■ **TEXT EXCERPT**:
** START **

I would be careful about feeding kibble and raw close together, as they digest at different rates and can cause tummy problems. 

Is this the brand of kibble you are feeding?
Dog Food Reviews - Advance Puppy Growth - Powered by ReviewPost

If so, it seems to have gotten a really low rating(1 star) so I would switch to something within the 4-6 star range if you want to feed kibble as well.


----------



## Brodysmom (Jan 8, 2009)

If you choose to feed kibble, pick a 5 or 6 star on dogfoodanalysis.com. Then rehydrate it with warm water so it's more like canned/wet food. I wouldn't feed kibble dry.


----------



## OzChi (Oct 26, 2011)

Unfortunately I live in Australia and only one of the 5 or 6 star brands is available here (Innova) and not widely. I have found one website here that stocks it also so I will make an order.


----------



## Brodysmom (Jan 8, 2009)

You could try Billinghursts pre-made raw. We have several aussies here that use it and like it.


----------



## ~LS~ (Oct 29, 2011)

I`m sure you can find better kibble than the Advance one. What about ordering online?
If at the end of the day there really is no quality kibble in all of Australia, and you don`t have time to feed just raw, then how about home cooked? 
It`s easy, and you can make enough for a week, portion it and freeze.


----------



## OzChi (Oct 26, 2011)

** END **

■ **TASK OBJECTIVE**: For each statement, answer yes or no according to the kibble thread, and quote the words that decide it: (a) The Advance puppy kibble got a 1-star rating. (b) Brodysmom advises feeding kibble dry. (c) Innova is widely available in Australia. The material after this point has no connection to the kibble thread.

■ **LISTED RECORDS**:
** START **

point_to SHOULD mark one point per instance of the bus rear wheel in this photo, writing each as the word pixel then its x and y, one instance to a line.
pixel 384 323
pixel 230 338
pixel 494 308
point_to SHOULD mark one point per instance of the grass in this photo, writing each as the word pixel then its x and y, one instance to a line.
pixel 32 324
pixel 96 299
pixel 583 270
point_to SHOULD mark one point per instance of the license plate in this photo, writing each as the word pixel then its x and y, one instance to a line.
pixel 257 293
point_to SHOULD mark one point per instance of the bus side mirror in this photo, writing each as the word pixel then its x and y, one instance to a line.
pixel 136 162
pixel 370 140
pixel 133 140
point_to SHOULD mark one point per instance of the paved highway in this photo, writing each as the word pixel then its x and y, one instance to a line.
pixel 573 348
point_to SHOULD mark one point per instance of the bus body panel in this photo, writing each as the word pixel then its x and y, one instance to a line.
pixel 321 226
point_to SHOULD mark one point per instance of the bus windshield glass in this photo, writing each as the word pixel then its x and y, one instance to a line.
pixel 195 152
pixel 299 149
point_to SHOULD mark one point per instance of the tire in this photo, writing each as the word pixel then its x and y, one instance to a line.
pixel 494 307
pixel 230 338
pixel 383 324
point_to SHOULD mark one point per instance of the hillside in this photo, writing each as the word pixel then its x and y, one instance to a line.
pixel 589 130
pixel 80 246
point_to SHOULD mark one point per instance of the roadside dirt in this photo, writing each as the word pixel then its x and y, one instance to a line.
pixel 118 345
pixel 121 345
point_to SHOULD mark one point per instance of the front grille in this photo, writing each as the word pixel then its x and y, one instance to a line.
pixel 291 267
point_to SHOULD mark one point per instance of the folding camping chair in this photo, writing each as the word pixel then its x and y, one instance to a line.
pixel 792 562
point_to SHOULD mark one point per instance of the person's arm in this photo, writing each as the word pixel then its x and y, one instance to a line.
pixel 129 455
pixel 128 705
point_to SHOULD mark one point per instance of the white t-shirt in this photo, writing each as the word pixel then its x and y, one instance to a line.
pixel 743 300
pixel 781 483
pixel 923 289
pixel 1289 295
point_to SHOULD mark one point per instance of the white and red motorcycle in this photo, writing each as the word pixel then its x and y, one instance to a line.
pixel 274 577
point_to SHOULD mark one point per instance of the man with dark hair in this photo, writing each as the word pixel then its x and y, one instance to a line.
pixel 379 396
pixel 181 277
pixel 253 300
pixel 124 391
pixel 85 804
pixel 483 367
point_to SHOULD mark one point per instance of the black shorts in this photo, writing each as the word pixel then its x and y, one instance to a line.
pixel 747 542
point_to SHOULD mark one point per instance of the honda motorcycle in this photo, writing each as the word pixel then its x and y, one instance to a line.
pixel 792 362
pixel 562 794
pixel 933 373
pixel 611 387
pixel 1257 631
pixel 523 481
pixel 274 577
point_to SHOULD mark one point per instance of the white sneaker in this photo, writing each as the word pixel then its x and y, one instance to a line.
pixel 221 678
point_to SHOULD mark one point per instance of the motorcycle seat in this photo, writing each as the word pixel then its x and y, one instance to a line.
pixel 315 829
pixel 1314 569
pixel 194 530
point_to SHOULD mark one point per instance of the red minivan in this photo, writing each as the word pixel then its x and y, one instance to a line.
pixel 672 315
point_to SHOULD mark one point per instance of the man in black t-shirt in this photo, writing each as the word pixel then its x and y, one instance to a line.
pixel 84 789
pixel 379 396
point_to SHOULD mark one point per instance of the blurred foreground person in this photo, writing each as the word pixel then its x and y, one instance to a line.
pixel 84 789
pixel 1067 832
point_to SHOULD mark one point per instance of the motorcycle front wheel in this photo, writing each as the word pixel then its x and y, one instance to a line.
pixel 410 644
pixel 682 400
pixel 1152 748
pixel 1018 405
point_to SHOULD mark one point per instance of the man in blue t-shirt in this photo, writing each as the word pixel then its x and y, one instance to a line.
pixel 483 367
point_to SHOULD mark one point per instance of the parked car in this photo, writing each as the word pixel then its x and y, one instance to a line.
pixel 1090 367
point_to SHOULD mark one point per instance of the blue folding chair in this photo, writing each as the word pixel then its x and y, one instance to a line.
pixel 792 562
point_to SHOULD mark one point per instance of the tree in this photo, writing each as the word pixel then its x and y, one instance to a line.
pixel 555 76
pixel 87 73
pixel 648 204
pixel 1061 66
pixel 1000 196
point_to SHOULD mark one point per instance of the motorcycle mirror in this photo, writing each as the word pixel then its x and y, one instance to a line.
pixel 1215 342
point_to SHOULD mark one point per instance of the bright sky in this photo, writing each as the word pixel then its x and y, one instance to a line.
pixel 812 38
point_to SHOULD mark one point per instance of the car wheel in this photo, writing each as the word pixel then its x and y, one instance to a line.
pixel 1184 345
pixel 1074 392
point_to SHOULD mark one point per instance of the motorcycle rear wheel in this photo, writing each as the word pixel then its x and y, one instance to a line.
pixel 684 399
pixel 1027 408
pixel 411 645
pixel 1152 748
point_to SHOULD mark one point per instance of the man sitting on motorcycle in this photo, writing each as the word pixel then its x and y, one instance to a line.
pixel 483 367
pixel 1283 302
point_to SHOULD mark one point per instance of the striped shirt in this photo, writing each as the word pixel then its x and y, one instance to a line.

** END **

■ **ANSWER FOR THE TASK**:
(a) Yes: "it seems to have gotten a really low rating(1 star)"
(b) No: "I wouldn't feed kibble dry."
(c) No: "only one of the 5 or 6 star brands is available here (Innova) and not widely"